--- Start ---
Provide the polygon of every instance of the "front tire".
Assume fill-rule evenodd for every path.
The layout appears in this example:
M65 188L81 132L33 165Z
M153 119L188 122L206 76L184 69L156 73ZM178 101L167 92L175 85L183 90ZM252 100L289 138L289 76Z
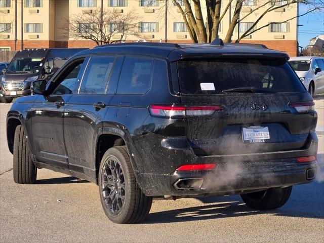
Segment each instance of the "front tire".
M144 195L137 185L126 146L114 147L105 153L98 184L101 205L112 222L138 223L148 214L152 197Z
M250 193L241 194L243 201L253 209L268 210L284 206L290 196L293 187L275 187Z
M37 177L37 168L31 158L29 146L21 125L15 131L14 140L14 181L19 184L34 184Z

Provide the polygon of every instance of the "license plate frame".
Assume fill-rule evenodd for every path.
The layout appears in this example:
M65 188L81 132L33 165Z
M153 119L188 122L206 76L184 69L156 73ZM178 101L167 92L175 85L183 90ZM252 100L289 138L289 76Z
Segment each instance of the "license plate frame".
M269 127L266 126L252 126L242 127L244 143L265 143L270 139Z

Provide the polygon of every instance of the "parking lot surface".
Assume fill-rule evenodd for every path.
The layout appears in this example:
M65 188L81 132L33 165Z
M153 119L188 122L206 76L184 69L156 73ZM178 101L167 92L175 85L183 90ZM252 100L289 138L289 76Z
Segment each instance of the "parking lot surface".
M94 184L46 169L35 185L13 182L0 103L0 242L324 242L324 97L318 113L317 181L294 186L274 211L248 208L238 195L153 201L144 222L106 218Z

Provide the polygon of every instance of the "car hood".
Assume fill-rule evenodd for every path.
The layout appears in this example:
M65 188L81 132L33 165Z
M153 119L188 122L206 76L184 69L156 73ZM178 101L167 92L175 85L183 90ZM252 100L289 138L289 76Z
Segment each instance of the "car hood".
M307 75L308 71L296 71L296 73L297 74L299 77L305 77Z
M22 82L26 78L34 76L38 76L38 73L7 73L4 75L6 82Z

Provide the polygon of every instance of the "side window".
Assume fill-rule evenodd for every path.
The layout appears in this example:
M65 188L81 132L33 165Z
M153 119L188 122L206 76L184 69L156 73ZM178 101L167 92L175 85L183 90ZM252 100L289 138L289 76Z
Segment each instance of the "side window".
M56 79L54 82L57 86L52 94L69 94L73 93L79 72L82 70L84 61L84 59L82 59L71 64Z
M145 94L151 80L153 60L135 57L126 57L122 68L117 93Z
M66 62L69 59L68 57L56 57L54 58L54 71L57 71L63 64Z
M313 59L313 61L312 62L312 68L313 69L313 71L315 71L315 69L319 67L318 66L318 64L317 64L317 62L316 61L316 60Z
M54 63L53 58L49 58L45 62L45 67L49 67L51 70L53 70L54 67Z
M87 66L79 94L104 94L115 57L92 57Z
M321 68L322 70L324 71L324 62L323 59L316 59L316 62L317 62L317 64L318 64L318 67Z

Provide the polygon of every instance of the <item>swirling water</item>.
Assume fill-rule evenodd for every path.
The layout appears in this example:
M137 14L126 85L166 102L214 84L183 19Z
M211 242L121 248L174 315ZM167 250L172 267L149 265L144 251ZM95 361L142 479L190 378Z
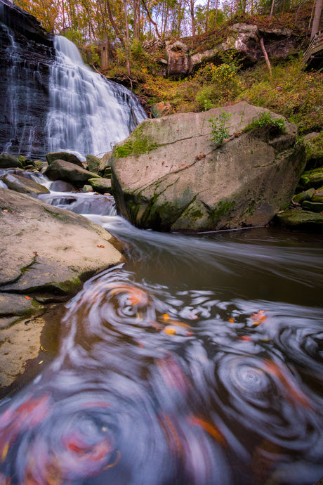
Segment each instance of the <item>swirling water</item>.
M0 483L319 480L322 238L156 233L110 196L41 198L101 224L127 263L85 283L57 358L0 407Z

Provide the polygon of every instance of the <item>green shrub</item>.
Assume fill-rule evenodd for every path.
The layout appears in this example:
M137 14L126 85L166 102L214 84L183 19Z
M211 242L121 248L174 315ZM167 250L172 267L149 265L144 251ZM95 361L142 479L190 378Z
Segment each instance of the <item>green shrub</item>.
M229 138L230 127L228 125L228 122L231 116L232 113L226 113L225 111L221 110L221 112L217 118L213 118L211 116L207 120L211 126L211 140L218 147L221 146L225 138Z
M253 131L265 127L273 128L284 133L286 131L285 120L282 118L273 118L270 111L264 111L258 117L254 117L242 131Z

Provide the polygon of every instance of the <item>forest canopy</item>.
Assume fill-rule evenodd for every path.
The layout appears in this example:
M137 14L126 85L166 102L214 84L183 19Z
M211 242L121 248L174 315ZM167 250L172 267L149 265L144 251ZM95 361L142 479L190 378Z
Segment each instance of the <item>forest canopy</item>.
M53 34L115 46L214 30L239 15L281 14L303 0L15 0ZM128 32L127 32L128 30Z

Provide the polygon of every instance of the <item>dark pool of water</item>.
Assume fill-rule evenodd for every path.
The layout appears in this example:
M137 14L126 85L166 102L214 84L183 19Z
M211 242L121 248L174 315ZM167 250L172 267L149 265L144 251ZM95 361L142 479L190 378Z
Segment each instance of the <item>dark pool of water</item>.
M322 238L142 231L106 200L66 203L128 262L67 304L59 355L0 407L0 484L319 480Z

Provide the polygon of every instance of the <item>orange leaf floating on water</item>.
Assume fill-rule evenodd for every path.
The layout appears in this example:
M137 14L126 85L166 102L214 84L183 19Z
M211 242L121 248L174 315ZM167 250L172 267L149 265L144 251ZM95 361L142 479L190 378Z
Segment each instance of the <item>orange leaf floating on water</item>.
M264 310L260 310L260 311L253 313L250 318L254 321L253 325L260 325L265 321L265 320L267 318L267 316L265 314Z
M6 457L7 453L8 453L8 450L9 449L9 444L10 444L9 441L7 441L5 444L4 448L2 448L1 456L1 460L2 463L4 463L4 460L6 460ZM1 484L1 481L0 481L0 484Z
M164 328L164 331L167 334L167 335L175 335L176 334L176 330L171 325L165 327L165 328Z
M172 453L177 456L182 455L183 444L172 420L165 413L163 413L162 416L157 416L157 420Z
M183 327L183 328L191 328L191 327L189 325L187 325L187 323L180 322L179 320L173 320L173 318L171 318L168 313L161 315L158 317L157 320L159 320L159 321L167 322L169 325L175 325L176 327Z
M180 324L181 322L178 322L178 324ZM176 328L177 327L177 328ZM190 328L189 325L186 325L185 323L183 323L182 325L177 325L176 323L171 323L171 325L168 325L167 326L164 327L164 332L166 333L168 335L183 335L185 337L190 337L192 335L192 332L190 332L189 330Z
M159 319L164 320L165 321L167 321L168 320L169 320L170 318L171 317L169 316L169 315L168 313L164 313L164 315L161 315L159 317Z
M296 401L305 408L311 408L306 396L300 389L294 387L292 382L284 375L283 371L277 364L272 361L265 361L265 369L282 382L283 394L292 406L294 401Z
M113 287L110 290L110 295L112 296L117 293L128 293L129 295L128 302L131 305L147 305L148 297L145 292L136 286L131 285L123 284L119 286Z
M10 485L11 483L11 479L10 477L6 477L0 473L0 485Z
M106 467L103 468L103 470L108 470L109 468L112 468L112 467L115 467L116 465L119 463L119 462L121 460L121 453L119 450L117 450L117 458L113 462L113 463L111 463L111 465L107 465Z
M205 420L198 416L191 416L190 418L190 422L195 426L199 426L203 428L210 436L216 439L218 443L223 446L227 445L227 441L225 438L222 434L222 433L216 428L216 427L209 422L209 421L205 421Z

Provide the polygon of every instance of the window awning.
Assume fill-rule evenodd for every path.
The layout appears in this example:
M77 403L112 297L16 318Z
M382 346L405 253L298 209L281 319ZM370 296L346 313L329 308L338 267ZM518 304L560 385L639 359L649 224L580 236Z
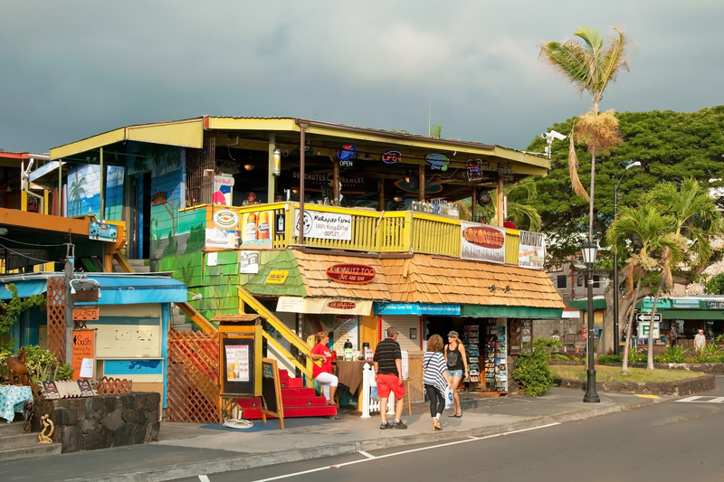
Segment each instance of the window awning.
M538 308L532 307L494 307L482 305L463 305L462 317L475 318L554 318L562 317L561 308Z

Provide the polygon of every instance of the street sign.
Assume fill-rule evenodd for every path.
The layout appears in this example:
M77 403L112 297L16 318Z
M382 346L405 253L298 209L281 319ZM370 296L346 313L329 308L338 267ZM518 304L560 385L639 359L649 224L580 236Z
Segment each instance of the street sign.
M662 314L657 313L653 318L654 323L659 323L662 320ZM636 313L636 321L651 321L651 313Z

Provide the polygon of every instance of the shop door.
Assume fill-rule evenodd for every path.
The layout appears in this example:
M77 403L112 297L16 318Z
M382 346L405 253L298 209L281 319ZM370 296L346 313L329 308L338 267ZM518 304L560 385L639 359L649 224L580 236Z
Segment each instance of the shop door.
M151 173L131 177L129 191L129 259L148 260L151 241Z

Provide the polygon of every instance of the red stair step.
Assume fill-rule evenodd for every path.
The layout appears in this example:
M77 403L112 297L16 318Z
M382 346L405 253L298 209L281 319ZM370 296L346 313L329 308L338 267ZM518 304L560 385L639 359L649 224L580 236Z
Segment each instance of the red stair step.
M287 407L306 407L326 405L327 399L324 397L284 397L281 396L281 404L284 409Z
M284 407L284 418L293 417L329 417L337 415L335 405L312 406L312 407ZM258 409L247 409L243 411L243 418L247 420L256 420L262 418L262 411ZM274 418L274 417L269 417Z

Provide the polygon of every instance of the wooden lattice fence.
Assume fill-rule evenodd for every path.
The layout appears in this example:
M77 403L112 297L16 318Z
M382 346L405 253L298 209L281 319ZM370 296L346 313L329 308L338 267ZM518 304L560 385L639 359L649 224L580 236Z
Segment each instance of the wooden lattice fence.
M65 363L65 279L48 279L48 350Z
M218 373L218 335L170 330L167 420L221 422Z

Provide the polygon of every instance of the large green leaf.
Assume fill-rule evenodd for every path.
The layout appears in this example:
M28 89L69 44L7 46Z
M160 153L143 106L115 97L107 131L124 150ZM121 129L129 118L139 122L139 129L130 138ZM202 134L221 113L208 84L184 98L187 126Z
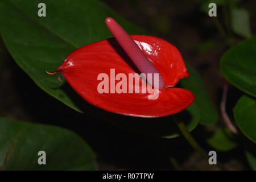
--- End ---
▶ _Exercise objective_:
Starting at the beginning of the data and ending with the line that contains "M22 82L26 78L34", reproduce those lines with each "Segment" renamed to "Outline" and nothing else altered. Leave the pictures out.

▶ _Answer for this exercise_:
Provide the polygon of every instance of the "front tire".
Assume fill-rule evenodd for every path.
The layout appears in this example:
M65 188L81 132L33 165Z
M153 119L188 122L206 76L184 69L156 73ZM178 101L167 92L175 85L183 90ZM252 100L289 138L289 76Z
Outline each instance of the "front tire".
M144 195L137 185L126 146L114 147L105 153L98 184L101 205L112 222L138 223L148 214L152 197Z
M250 193L241 194L243 201L253 209L268 210L284 206L290 196L293 187L275 187Z
M37 177L37 168L31 158L29 146L21 125L15 131L14 140L14 181L19 184L34 184Z

Provide the polygon of every instance of the "license plate frame".
Assume fill-rule evenodd for every path.
The layout appears in this example:
M65 188L81 132L33 165Z
M153 119L188 122L206 76L184 69L156 73ZM178 101L167 92L175 85L183 90ZM252 100L289 138L289 76Z
Outline each instance of the "license plate frame".
M269 127L266 126L252 126L242 127L244 143L265 143L270 139Z

Provide the polygon of every instance of the "parking lot surface".
Assume fill-rule evenodd for every path.
The layout appears in this example:
M65 188L81 132L33 165Z
M153 119L188 122L206 76L184 69L156 73ZM178 101L167 92L175 85L183 90ZM252 100L289 138L289 76Z
Outline each instance of the "parking lot surface".
M94 184L46 169L35 185L13 182L0 103L0 242L324 242L324 97L318 113L317 181L294 186L274 211L248 208L238 195L153 201L144 222L106 218Z

Provide the polygon of every instance of the "car hood".
Assume fill-rule evenodd for every path.
The layout appears in this example:
M65 188L81 132L33 165Z
M153 119L188 122L206 76L184 69L156 73ZM178 101L167 92L175 85L183 90ZM252 100L289 138L289 76Z
Outline each instance of the "car hood".
M307 75L308 71L296 71L296 73L297 74L299 77L305 77Z
M22 82L26 78L34 76L38 76L38 73L7 73L4 75L6 82Z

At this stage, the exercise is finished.